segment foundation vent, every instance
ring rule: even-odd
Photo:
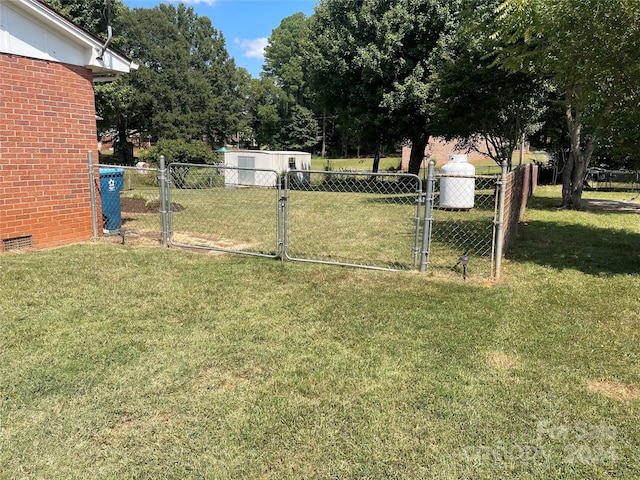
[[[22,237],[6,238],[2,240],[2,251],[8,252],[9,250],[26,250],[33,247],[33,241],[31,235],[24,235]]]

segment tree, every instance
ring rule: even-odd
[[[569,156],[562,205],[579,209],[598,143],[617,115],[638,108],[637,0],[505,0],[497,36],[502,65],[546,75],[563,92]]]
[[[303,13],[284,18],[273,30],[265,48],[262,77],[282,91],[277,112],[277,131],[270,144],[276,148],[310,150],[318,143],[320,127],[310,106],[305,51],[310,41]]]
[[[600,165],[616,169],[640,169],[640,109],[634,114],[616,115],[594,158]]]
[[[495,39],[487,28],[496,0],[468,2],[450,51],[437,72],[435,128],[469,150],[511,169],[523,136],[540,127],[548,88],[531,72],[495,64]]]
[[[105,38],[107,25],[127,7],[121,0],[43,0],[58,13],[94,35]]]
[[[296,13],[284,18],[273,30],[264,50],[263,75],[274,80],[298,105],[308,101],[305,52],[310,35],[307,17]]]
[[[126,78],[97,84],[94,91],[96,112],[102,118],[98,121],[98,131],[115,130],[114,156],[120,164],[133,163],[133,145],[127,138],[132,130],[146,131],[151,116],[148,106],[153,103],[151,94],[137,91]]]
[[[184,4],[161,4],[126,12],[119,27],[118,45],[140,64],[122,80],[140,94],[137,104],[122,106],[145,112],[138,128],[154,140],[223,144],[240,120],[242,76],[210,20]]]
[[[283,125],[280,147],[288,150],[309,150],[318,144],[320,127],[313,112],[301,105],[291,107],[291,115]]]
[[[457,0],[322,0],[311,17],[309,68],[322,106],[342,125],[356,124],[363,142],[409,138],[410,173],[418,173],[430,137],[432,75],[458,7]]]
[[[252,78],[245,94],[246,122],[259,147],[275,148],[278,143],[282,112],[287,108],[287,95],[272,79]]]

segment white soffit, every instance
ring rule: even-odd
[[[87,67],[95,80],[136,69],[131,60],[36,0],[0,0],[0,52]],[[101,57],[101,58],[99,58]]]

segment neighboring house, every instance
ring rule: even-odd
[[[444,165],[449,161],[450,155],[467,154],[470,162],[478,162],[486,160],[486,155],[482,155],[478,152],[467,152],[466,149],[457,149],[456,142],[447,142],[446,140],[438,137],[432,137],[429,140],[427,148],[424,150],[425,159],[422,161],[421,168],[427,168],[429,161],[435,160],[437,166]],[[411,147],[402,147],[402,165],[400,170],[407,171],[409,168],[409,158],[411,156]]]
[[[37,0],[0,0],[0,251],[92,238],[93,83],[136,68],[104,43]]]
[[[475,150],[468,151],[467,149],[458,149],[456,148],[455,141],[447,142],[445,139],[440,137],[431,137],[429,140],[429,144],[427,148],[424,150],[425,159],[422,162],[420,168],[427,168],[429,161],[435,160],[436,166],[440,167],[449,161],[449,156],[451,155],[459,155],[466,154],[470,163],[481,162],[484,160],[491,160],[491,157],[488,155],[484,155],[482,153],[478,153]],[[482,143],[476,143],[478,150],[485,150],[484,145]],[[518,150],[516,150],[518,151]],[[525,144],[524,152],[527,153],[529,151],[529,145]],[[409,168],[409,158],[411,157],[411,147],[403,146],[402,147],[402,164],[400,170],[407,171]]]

• • •

■ Instructions to follow ■
Each line in the data that has the word "segment" counts once; state how many such lines there are, without comment.

■ Exercise answer ■
4